▸ **What you will do**:
**1)** Answer these questions about the passage on asparagus, cancer, and correlation:
(a) What does Kill or cure keep a long list of?
(b) In the second scenario, what has molecule X been linked to, and by what?
(c) Which chapter of E.T. Jaynes' book covers how the same new knowledge can result in different beliefs?
**2)** Set down the stretch of the passage on asparagus, cancer, and correlation from "The fact that" through "of prior knowledge.".
**3)** Take the passage on asparagus, cancer, and correlation further, beginning after its last sentence about the importance of prior knowledge.

A new study comes out: “eating asparagus correlates with cancer”. You see a reference to it in the Daily Mail. Kill or cure keeps a long list of things Daily Mail reports that cause or that prevent cancer. Apparently, many things do both. You yawn and ignore it: “correlation doesn’t imply causation”. Feels justified. And it is, but not because of the oft-reapeated adage. It is because there’s an alternative hypothesis to a causal link: Daily Mail being sensational again is more likely. In fact, nothing written on the pages of Daily Mail about cancer can possibly convince you at this stage. The prior probability that Daily Mail is just too incompetent is too high. Such a case where new data can’t possibly convince a person to change his mind is covered in E.T. Jaynes’ book, in Chapter 5 “Queer uses of probability theory”.
On the other hand, let’s suppose you know a thing or two about asparagus and cancer. May be there’s a molecule X in asparagus that has been linked to cancer in a number of credible studies. And here you read it again that X is up to no good. Your alternative hypothesis to the causal link is that X doesn’t cause cancer. Yes, of course it’s Daily Mail, but you follow it up (you wouldn’t normally). And you raise your confidence in the causal hypothesis. Why? Because correlation is evidence for causation and counterevidence against lack of causation. So the posterior odds \( \frac{\mathbb{P(\text{causality} | \text{correlation})}} {\mathbb{P(\neg\text{causality} | \text{correlation})}} \) have increased. End result is different this time: you are more convinced in the causality.
The fact that same new knowledge can result in different beliefs is covered by E.T. Jaynes in Chapter 6: Elementary parameter estimation. It highlights the importance of prior knowledge.

▸ **Raw data**:
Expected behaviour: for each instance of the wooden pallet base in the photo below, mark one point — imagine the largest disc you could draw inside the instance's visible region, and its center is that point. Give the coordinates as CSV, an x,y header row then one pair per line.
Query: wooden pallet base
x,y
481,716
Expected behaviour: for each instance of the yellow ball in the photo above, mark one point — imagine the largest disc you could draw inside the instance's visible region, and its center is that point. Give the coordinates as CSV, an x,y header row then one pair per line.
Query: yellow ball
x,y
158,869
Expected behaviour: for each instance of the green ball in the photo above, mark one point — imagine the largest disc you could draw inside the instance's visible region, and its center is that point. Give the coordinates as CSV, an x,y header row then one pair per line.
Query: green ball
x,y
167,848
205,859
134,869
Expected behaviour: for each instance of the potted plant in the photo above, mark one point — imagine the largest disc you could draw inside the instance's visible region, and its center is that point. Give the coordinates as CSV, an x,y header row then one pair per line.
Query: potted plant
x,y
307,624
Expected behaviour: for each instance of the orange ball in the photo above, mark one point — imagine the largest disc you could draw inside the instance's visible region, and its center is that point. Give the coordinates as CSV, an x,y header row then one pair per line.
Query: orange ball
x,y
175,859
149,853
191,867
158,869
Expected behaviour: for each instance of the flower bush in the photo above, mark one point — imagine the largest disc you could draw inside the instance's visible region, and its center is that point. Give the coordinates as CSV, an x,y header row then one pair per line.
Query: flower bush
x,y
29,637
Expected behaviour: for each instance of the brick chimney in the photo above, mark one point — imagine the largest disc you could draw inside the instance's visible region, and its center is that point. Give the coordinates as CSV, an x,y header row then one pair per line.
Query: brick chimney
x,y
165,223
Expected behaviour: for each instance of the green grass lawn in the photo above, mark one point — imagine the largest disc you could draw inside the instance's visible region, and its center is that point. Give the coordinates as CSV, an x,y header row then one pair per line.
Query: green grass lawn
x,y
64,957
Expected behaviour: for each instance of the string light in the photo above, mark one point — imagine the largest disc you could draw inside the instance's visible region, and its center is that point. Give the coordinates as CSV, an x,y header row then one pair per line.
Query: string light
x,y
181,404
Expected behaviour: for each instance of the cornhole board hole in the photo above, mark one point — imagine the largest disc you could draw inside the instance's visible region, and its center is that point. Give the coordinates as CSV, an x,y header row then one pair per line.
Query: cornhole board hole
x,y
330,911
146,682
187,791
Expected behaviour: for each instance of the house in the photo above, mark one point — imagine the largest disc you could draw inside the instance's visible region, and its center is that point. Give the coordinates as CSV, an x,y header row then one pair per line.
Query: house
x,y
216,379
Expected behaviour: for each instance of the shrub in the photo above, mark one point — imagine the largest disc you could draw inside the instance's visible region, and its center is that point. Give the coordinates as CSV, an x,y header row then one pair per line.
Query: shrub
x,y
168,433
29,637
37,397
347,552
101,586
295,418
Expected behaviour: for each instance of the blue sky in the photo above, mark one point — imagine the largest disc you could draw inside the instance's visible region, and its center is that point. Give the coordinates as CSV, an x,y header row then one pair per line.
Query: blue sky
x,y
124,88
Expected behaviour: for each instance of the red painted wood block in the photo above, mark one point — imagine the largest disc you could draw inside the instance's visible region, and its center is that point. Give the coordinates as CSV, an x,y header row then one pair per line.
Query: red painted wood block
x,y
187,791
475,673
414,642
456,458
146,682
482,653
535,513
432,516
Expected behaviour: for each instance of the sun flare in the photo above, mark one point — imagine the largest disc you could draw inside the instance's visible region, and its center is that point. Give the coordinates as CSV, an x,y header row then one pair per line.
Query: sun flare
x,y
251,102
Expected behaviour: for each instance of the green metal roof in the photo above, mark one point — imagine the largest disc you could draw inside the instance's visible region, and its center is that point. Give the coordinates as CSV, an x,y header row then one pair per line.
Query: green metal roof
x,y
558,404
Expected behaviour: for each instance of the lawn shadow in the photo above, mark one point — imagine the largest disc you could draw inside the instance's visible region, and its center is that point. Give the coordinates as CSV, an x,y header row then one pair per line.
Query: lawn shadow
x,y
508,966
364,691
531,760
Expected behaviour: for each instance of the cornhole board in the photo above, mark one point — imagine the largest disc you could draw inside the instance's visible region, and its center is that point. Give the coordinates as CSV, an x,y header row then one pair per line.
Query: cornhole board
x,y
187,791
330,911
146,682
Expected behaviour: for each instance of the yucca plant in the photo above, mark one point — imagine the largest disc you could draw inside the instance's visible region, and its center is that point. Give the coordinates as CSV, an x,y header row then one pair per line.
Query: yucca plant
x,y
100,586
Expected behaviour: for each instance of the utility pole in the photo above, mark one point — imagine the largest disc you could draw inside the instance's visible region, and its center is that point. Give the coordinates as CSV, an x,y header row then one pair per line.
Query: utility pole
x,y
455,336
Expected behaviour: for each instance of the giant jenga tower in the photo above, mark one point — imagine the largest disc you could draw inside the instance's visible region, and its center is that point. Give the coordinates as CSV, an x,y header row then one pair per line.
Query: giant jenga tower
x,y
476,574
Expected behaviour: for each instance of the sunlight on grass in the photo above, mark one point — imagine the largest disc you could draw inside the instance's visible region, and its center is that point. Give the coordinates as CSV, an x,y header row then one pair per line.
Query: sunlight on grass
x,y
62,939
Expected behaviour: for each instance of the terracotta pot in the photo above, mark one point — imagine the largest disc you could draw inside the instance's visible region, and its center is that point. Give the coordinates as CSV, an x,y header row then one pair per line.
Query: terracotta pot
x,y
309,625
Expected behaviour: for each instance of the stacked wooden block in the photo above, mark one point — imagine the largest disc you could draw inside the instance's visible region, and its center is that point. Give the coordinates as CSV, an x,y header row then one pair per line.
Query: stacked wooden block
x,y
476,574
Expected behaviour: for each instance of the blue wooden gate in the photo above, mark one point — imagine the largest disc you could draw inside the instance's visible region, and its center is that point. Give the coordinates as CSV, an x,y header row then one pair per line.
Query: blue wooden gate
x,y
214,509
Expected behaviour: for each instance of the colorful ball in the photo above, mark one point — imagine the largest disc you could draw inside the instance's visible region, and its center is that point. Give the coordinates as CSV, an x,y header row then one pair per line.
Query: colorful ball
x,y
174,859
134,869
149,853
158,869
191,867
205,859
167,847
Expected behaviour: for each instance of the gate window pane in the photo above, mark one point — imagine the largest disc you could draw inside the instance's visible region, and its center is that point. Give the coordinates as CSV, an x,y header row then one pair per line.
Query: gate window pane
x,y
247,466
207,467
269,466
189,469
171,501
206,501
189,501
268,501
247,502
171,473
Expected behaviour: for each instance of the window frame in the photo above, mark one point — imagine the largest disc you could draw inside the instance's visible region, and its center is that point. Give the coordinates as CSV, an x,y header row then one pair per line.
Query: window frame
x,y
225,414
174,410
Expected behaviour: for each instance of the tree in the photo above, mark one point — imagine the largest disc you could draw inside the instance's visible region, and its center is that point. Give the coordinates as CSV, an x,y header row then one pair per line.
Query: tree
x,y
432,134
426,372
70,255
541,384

...

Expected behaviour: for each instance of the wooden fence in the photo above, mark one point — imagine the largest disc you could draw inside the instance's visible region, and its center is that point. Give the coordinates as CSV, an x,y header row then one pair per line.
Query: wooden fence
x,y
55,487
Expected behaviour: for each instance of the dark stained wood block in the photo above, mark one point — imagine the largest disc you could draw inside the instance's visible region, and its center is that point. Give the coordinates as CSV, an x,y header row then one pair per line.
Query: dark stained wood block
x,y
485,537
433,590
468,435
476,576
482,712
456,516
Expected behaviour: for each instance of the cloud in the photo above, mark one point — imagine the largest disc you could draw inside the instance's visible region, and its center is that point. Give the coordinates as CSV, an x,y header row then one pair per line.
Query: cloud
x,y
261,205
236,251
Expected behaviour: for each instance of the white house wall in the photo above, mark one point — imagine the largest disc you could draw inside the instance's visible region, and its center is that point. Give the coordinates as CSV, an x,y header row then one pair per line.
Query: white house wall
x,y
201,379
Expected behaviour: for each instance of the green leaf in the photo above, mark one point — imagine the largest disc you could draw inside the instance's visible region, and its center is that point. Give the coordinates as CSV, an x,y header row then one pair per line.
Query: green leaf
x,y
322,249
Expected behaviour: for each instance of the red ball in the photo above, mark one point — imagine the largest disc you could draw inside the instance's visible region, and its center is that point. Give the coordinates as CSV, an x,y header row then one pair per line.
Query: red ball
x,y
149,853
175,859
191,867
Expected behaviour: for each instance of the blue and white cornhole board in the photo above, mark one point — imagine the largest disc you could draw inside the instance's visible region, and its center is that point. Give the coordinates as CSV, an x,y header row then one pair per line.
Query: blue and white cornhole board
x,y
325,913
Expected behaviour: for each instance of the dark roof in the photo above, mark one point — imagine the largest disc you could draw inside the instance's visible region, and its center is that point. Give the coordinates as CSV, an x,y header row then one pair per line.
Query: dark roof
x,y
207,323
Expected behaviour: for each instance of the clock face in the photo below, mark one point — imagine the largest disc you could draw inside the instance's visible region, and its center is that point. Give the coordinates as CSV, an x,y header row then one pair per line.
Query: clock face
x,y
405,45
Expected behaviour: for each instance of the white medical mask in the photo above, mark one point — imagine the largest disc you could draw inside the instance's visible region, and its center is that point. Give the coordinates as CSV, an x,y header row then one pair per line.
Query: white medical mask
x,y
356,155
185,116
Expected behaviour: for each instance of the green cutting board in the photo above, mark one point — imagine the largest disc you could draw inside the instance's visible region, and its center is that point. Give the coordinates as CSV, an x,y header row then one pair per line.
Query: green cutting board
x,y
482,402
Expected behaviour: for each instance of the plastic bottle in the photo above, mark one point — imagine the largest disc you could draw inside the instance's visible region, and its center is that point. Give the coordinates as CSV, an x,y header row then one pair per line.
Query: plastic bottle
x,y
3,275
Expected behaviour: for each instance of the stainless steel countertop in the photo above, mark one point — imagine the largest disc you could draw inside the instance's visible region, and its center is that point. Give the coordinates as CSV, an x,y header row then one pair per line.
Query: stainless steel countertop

▸ **Answers to the tasks**:
**1)**
(a) Things the Daily Mail reports that cause or that prevent cancer.
(b) Molecule X has been linked to cancer in a number of credible studies.
(c) Chapter 6: Elementary parameter estimation.

**2)**
The fact that same new knowledge can result in different beliefs is covered by E.T. Jaynes in Chapter 6: Elementary parameter estimation. It highlights the importance of prior knowledge.

**3)**
In the second case the adage about causality doesn’t seem to apply. The fact is whether a correlation implies a causal effect is highly dependant on your alternative hypothesis. In many many cases, a causal link is the most plausible explanation. Which can only be shown via correlations. And so, in general, the adage is wrong. But here’s the worrying bit: we insist on spreading the adage further without explaining the above subtleties.
My preliminary fix would be amending the saying like so: “correlation doesn’t imply causation when there’s an alternative explanation”. The fix is needed because I dislike fully general counter arguments. They empower people with an ability to reject inconvenient truths: “Oh look, they are trying to prove me wrong! Nice try, but correlation doesn’t imply causation anyway.” The emphasis on the alternative is crucial, I tried explaining it above, but consult Chapter 4: Elementary Hypothesis Testing if it wasn’t clear: it has all the missing details, including actual calculations.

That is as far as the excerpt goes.